▶ [Activity]: Whenever a line below includes the word "pedestrian", copy that line.

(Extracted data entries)
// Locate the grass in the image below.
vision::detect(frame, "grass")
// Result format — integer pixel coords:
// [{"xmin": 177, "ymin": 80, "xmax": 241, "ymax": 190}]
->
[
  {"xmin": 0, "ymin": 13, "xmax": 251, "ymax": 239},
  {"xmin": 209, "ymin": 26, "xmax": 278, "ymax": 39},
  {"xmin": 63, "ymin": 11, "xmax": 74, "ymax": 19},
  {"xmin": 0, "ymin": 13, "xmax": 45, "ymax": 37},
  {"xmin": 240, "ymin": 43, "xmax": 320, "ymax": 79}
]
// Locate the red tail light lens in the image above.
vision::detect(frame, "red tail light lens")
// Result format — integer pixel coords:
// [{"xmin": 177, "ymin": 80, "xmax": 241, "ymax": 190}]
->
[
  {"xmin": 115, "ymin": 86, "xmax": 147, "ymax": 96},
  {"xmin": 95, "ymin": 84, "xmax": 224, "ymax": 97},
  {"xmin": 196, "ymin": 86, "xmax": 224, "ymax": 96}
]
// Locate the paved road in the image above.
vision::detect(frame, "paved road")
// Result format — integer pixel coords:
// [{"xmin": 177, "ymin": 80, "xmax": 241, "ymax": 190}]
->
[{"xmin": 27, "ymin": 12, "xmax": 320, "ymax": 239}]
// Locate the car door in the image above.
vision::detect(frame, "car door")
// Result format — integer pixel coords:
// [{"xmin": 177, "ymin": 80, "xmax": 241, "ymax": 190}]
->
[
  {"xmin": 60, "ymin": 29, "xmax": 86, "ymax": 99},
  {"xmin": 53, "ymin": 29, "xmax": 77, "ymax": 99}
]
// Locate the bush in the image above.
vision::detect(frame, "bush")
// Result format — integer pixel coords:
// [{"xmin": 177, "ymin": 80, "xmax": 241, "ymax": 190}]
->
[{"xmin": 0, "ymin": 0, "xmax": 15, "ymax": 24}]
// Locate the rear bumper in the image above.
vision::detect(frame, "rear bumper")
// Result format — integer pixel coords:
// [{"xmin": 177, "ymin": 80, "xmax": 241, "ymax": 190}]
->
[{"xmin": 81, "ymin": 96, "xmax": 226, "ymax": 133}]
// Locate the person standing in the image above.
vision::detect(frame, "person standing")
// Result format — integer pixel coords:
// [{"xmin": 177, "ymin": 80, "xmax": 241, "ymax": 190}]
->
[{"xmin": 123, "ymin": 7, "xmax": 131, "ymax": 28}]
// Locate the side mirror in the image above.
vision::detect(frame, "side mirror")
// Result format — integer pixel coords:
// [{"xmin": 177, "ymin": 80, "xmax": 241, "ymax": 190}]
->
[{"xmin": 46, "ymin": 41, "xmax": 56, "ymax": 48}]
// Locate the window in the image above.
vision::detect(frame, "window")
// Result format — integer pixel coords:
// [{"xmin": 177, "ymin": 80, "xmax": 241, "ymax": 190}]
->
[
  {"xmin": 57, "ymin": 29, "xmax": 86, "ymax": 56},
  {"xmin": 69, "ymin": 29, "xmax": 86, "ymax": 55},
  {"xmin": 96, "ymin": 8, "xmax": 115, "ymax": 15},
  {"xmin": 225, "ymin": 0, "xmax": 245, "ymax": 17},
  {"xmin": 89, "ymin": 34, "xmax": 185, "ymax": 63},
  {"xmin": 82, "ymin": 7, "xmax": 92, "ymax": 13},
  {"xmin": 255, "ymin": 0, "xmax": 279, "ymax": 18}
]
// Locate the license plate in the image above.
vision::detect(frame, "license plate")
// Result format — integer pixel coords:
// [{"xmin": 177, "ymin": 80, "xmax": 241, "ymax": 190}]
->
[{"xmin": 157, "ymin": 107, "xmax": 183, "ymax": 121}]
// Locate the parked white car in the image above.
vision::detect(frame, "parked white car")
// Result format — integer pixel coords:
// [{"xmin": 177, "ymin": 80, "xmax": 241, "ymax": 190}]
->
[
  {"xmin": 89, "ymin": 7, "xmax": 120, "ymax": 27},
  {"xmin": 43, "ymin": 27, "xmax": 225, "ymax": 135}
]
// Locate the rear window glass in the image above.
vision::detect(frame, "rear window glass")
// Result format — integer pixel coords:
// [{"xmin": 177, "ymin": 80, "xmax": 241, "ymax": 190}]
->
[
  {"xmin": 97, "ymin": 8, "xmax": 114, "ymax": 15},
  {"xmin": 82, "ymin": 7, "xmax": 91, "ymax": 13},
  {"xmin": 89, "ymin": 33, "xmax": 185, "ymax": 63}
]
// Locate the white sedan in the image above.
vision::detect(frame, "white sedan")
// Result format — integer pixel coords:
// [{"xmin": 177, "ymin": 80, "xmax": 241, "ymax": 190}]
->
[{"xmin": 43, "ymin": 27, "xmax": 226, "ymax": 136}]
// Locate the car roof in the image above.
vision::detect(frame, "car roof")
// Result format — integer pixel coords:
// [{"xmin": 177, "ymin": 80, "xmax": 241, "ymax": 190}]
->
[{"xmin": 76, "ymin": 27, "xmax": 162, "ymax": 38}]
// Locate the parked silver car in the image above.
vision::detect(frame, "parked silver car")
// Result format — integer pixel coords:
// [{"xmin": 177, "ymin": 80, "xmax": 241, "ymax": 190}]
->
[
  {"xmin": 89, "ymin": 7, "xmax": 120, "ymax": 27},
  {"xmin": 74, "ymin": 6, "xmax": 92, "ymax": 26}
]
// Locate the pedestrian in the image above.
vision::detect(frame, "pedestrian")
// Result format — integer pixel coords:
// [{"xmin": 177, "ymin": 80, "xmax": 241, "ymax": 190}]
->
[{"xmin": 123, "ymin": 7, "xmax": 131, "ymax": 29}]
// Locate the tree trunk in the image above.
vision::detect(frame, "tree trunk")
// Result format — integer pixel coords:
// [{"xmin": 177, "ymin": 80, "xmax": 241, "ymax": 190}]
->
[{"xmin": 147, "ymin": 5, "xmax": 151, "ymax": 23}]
==
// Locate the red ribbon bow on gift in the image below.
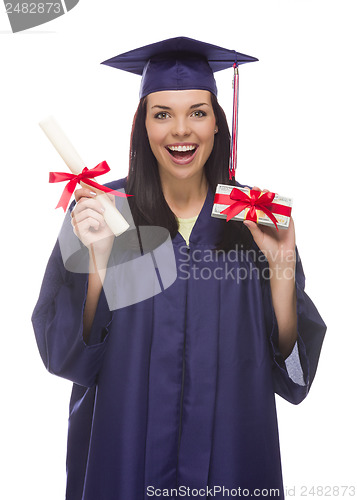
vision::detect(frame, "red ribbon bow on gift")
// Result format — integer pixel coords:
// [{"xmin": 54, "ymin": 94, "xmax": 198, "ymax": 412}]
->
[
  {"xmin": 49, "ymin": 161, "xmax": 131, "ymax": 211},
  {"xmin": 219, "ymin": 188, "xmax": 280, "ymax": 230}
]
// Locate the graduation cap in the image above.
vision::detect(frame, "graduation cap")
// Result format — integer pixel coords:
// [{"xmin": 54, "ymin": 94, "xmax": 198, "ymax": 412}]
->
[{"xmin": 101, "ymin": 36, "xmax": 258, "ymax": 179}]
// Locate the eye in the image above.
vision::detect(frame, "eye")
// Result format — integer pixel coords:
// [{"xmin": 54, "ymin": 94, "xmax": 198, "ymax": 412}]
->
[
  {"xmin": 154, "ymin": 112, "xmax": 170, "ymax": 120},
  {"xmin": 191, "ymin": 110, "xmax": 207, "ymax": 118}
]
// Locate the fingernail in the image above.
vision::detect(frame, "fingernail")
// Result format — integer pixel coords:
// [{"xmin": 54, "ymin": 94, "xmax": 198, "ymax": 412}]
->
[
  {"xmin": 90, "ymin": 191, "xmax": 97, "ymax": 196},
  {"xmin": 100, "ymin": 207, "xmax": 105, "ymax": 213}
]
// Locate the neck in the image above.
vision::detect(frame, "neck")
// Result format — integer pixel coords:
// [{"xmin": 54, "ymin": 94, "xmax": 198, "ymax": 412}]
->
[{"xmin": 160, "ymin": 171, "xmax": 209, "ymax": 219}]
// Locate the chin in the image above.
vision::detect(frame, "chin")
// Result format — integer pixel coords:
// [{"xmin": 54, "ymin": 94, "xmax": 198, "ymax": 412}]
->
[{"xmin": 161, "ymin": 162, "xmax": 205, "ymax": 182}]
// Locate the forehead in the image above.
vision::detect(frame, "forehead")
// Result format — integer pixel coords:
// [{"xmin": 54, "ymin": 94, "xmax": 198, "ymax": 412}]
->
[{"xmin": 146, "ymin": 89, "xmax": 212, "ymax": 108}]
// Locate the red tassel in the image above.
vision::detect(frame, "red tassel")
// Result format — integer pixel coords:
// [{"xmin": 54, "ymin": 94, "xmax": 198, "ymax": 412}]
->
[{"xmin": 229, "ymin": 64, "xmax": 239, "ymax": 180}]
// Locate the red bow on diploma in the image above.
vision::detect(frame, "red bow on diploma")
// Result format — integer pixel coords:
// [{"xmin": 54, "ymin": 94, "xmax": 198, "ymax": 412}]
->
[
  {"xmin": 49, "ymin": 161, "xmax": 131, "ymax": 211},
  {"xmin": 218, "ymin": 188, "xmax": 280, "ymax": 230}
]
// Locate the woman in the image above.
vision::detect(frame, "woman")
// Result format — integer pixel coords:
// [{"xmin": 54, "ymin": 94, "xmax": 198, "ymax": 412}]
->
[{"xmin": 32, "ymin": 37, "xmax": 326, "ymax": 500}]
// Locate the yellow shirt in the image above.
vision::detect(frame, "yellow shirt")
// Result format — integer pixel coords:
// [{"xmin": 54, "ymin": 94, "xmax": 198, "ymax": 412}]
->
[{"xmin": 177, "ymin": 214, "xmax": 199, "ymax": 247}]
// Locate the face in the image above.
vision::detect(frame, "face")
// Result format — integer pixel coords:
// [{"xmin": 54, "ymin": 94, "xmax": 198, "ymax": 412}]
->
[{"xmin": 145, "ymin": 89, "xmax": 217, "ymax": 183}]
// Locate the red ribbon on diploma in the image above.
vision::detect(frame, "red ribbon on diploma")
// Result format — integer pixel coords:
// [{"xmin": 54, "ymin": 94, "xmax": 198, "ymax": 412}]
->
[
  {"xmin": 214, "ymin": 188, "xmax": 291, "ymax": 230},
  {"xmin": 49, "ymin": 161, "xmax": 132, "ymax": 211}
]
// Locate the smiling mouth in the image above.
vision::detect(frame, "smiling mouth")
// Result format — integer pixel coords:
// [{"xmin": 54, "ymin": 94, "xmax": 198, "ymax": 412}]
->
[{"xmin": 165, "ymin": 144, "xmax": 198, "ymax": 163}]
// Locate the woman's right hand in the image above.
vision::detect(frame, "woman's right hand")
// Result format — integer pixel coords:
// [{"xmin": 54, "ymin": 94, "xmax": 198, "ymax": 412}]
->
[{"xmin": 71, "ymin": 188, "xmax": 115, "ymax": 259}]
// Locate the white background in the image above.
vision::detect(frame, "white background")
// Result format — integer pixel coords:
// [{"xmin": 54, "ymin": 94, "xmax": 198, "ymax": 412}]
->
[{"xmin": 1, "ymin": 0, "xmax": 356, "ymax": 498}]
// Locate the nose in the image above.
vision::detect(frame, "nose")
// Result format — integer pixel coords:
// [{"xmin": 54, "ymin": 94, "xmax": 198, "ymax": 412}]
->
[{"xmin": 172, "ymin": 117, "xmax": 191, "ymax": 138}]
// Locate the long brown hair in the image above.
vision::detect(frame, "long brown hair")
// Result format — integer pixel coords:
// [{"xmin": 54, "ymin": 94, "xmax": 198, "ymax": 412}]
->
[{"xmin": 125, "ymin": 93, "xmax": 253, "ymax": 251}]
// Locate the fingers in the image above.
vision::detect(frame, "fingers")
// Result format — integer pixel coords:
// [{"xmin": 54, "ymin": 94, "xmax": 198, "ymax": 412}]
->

▶ [Response for this exercise]:
// Locate the pedestrian in the image above.
vision::detect(frame, "pedestrian")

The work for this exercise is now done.